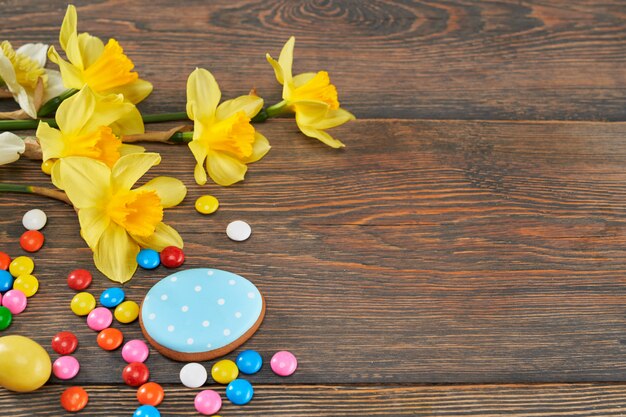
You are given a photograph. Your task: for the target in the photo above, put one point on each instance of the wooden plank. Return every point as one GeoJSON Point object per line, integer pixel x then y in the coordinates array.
{"type": "Point", "coordinates": [427, 251]}
{"type": "Point", "coordinates": [400, 59]}
{"type": "Point", "coordinates": [558, 400]}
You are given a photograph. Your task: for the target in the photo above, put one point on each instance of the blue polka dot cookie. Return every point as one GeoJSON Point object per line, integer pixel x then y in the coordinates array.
{"type": "Point", "coordinates": [201, 314]}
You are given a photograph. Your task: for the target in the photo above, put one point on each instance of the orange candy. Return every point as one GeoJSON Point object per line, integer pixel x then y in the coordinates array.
{"type": "Point", "coordinates": [110, 339]}
{"type": "Point", "coordinates": [74, 399]}
{"type": "Point", "coordinates": [31, 240]}
{"type": "Point", "coordinates": [150, 393]}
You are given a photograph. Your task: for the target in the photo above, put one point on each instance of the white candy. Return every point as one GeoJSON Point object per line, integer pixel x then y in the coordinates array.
{"type": "Point", "coordinates": [193, 375]}
{"type": "Point", "coordinates": [34, 219]}
{"type": "Point", "coordinates": [238, 230]}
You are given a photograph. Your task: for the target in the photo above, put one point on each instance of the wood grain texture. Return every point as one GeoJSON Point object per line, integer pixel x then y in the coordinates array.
{"type": "Point", "coordinates": [404, 59]}
{"type": "Point", "coordinates": [554, 400]}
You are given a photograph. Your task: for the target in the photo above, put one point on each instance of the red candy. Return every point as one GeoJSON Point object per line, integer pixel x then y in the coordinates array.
{"type": "Point", "coordinates": [74, 399]}
{"type": "Point", "coordinates": [172, 257]}
{"type": "Point", "coordinates": [64, 343]}
{"type": "Point", "coordinates": [135, 374]}
{"type": "Point", "coordinates": [5, 260]}
{"type": "Point", "coordinates": [31, 240]}
{"type": "Point", "coordinates": [79, 279]}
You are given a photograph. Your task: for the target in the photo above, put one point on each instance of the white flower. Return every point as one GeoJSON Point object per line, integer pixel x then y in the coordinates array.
{"type": "Point", "coordinates": [21, 71]}
{"type": "Point", "coordinates": [11, 146]}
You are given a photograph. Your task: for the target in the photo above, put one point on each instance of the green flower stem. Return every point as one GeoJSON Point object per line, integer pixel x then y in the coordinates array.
{"type": "Point", "coordinates": [31, 189]}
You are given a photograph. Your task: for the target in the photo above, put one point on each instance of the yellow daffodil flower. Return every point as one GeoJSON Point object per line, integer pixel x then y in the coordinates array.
{"type": "Point", "coordinates": [27, 80]}
{"type": "Point", "coordinates": [223, 137]}
{"type": "Point", "coordinates": [115, 220]}
{"type": "Point", "coordinates": [310, 96]}
{"type": "Point", "coordinates": [104, 68]}
{"type": "Point", "coordinates": [11, 147]}
{"type": "Point", "coordinates": [89, 125]}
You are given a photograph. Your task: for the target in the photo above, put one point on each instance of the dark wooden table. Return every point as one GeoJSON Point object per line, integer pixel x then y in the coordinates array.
{"type": "Point", "coordinates": [464, 255]}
_ _ _
Please rescale the listing, starting with the line that contains "of the green" and going on through the end of the listing. Write out every line in that stretch again, requests included, with each point coordinate in the answers multiplied by 2.5 and rounded to a whole number, halves rounding up.

_WRITTEN SOLUTION_.
You are given a photograph. Your task: for the target in the photo above, put one point on each instance of the green flower stem. Return every point as one GeoJSON Point object per line, integer pixel x then y in the coordinates array.
{"type": "Point", "coordinates": [78, 473]}
You are given a photograph. Your task: for the target in the photo above, put one point on each instance of the yellow daffodil flower. Return every point as one GeoJSON Point object per line, integer pixel x then y in the coordinates array.
{"type": "Point", "coordinates": [68, 200]}
{"type": "Point", "coordinates": [558, 343]}
{"type": "Point", "coordinates": [288, 550]}
{"type": "Point", "coordinates": [775, 240]}
{"type": "Point", "coordinates": [260, 170]}
{"type": "Point", "coordinates": [28, 368]}
{"type": "Point", "coordinates": [223, 313]}
You are given a photograph. Your task: for the target in the photo above, put one point on each instance of the dark wooden table. Return every point as one GeoJSON Point object per line, integer pixel x then y in the coordinates array.
{"type": "Point", "coordinates": [1160, 638]}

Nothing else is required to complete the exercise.